### Request
Set down all of the entries word for word, omitting the images they contain.

### Pointing records
>>>
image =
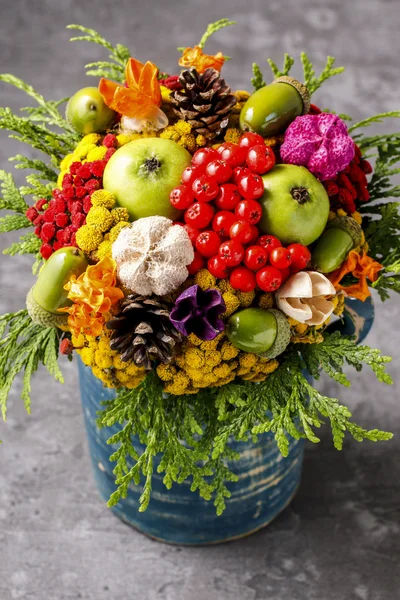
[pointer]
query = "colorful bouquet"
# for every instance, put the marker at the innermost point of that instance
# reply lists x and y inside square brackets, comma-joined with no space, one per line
[192,245]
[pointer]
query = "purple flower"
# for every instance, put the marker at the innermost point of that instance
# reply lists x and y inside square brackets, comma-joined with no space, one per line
[198,311]
[319,142]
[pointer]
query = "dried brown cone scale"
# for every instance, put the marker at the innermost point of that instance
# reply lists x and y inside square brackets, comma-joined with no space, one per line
[205,101]
[142,331]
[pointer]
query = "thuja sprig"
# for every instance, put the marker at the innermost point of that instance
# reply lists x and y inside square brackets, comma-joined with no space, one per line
[192,434]
[119,55]
[25,345]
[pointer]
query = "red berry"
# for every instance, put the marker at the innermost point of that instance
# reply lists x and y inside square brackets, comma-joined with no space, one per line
[280,258]
[242,279]
[239,172]
[250,185]
[203,156]
[49,215]
[109,153]
[84,172]
[249,139]
[260,159]
[199,215]
[110,141]
[232,154]
[241,232]
[269,242]
[31,214]
[181,197]
[46,251]
[196,264]
[228,197]
[231,253]
[191,173]
[269,279]
[62,220]
[249,210]
[205,188]
[219,170]
[254,234]
[217,267]
[92,185]
[207,243]
[80,192]
[255,257]
[222,222]
[285,274]
[301,256]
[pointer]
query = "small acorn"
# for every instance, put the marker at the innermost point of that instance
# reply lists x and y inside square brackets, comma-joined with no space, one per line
[48,295]
[273,107]
[341,235]
[258,331]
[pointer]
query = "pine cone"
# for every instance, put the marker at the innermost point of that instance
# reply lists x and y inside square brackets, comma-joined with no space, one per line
[205,101]
[142,331]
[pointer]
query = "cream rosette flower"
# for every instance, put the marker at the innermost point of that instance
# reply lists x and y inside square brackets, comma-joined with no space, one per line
[152,255]
[304,297]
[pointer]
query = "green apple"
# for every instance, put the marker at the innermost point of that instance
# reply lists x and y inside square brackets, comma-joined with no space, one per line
[49,292]
[295,205]
[273,107]
[142,174]
[88,113]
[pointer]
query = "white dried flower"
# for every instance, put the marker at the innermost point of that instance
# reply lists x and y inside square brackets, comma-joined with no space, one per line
[152,255]
[303,297]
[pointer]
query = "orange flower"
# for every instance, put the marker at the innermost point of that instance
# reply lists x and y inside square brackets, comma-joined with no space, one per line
[362,267]
[93,294]
[141,98]
[194,57]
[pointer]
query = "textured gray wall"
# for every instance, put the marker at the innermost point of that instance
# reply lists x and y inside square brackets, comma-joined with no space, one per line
[340,537]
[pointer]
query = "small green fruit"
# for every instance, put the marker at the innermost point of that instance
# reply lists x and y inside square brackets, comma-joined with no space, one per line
[273,107]
[41,316]
[341,235]
[142,174]
[48,291]
[88,113]
[295,205]
[259,331]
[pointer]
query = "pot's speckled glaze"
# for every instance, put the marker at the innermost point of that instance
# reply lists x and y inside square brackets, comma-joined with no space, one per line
[267,481]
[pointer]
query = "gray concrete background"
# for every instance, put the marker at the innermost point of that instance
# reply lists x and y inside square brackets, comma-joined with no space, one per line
[339,540]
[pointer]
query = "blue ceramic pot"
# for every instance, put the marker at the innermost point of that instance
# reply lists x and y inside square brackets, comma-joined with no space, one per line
[267,481]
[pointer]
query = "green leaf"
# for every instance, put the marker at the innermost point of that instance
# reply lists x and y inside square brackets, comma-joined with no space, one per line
[213,28]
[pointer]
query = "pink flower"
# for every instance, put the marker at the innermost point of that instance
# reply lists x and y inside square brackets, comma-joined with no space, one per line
[319,142]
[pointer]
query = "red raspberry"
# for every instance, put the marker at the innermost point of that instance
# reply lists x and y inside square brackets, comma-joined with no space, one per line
[69,192]
[109,153]
[80,192]
[67,179]
[32,214]
[62,220]
[49,215]
[59,205]
[87,204]
[46,251]
[92,185]
[74,168]
[79,182]
[97,168]
[110,141]
[84,172]
[78,220]
[48,231]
<<<
### Solution to the exercise
image =
[pointer]
query = "colorful bouquet"
# for every instance, put the marker at the innermost point of that instance
# reply lists x and y inside square brackets, comma-joined with no space, one per line
[192,245]
[pointer]
query = "purple flower"
# for every instance, put the marker at the innermost point of that instance
# reply lists x and y inside square brackets, comma-joined with no space, one per line
[198,311]
[319,142]
[pointer]
query = "dried brown cone scale"
# for every instance, put the marker at the innermost point of that instance
# reply lists x and y inside square brackets, comma-joined with no space, one per line
[205,101]
[142,331]
[pointer]
query = "thuja sprig"
# for every instance, put the marker at the innermost point of that instance
# reply lists x and y inside square brackets, comma-joined with no space, one per line
[192,434]
[119,55]
[25,345]
[pointer]
query = "red berry"
# for every instance, put the marker at the innermost point of that instance
# reply lists x and y inside square brackets, comma-joined with no space, one per line
[280,258]
[242,279]
[239,172]
[250,185]
[203,156]
[49,215]
[109,153]
[84,172]
[249,139]
[260,159]
[199,215]
[110,141]
[232,154]
[241,232]
[269,242]
[31,214]
[181,197]
[46,251]
[196,264]
[228,197]
[231,253]
[191,173]
[269,279]
[62,220]
[249,210]
[205,188]
[219,170]
[254,234]
[217,267]
[92,185]
[207,243]
[80,192]
[255,257]
[222,222]
[285,274]
[301,256]
[pointer]
query = "small acorn"
# for every instance, put the marker at the innermost point of that instance
# reply lists x and y inside square brackets, comma-joined with no space, one per line
[48,295]
[273,107]
[341,235]
[258,331]
[pointer]
query = "pine cone"
# for every instance, put the marker at the innermost point of that instance
# reply lists x and y inside square brackets, comma-joined with no space, one per line
[205,101]
[142,331]
[pointer]
query = "cream rosette flower"
# for every instance, put the marker at the innermost point of that instance
# reply lists x and y inside square brackets, comma-joined with no space, one per line
[152,255]
[304,297]
[pointer]
query = "green apple"
# for every instance, put the marker at the innermost point of that instance
# reply lists x and y inside square brackets, comma-joined with no space, one per line
[49,292]
[295,205]
[273,107]
[142,174]
[88,113]
[pointer]
query = "white dried flower"
# for every instance, put the marker at the innermost point of that instance
# reply lists x and y inside square brackets, comma-joined with no space, one per line
[152,255]
[303,297]
[pointer]
query = "orange flower"
# for every instance, put the marker at the innermost point of that instance
# reply lists x and y inside square brackets, comma-joined with no space, one per line
[362,267]
[93,294]
[141,98]
[194,57]
[pointer]
query = "textured gray wall"
# for every instance, put the marker at the innermost point of that instance
# reply lists x and y inside square brackets, comma-joined with no space, one per line
[340,537]
[pointer]
query = "small green fruit"
# for every instance, put the marker at the innermost point of that instance
# reply lists x and y inside square brackets, comma-joined with no space, one per line
[273,107]
[41,316]
[341,235]
[142,174]
[48,291]
[88,113]
[295,205]
[259,331]
[pointer]
query = "pot's speckled glaze"
# for every instance, put the marker at the innermost point of that instance
# reply lists x and y inside square brackets, comma-joined with no space, one per line
[267,481]
[pointer]
query = "gray concrete background"
# for every instance, put the marker at the innermost point of that instance
# reply lists x and y inside square brackets, comma-joined with no space, one per line
[339,540]
[pointer]
query = "blue ceramic pot"
# for every instance, put the marker at the innermost point of that instance
# reply lists x and y inside square brackets, comma-joined with no space, one per line
[267,481]
[pointer]
query = "green leaf"
# for every instance, put the marker at the innermost point of that instance
# reply lists x and y inside square brackets, comma-joined with no space, one per line
[213,28]
[pointer]
query = "pink flower"
# for every instance, put the marker at the innermost point of that instance
# reply lists x and y inside square brackets, comma-joined with no space, one per line
[319,142]
[pointer]
query = "red raspberry"
# for every instance, put the marker at the innermost point of that instance
# reply lists x and y inside square brackets, comma-joined with no space, one per line
[69,192]
[109,153]
[80,192]
[67,179]
[32,214]
[62,220]
[49,215]
[59,205]
[87,204]
[46,251]
[92,185]
[74,168]
[79,182]
[97,168]
[110,141]
[84,172]
[78,220]
[48,231]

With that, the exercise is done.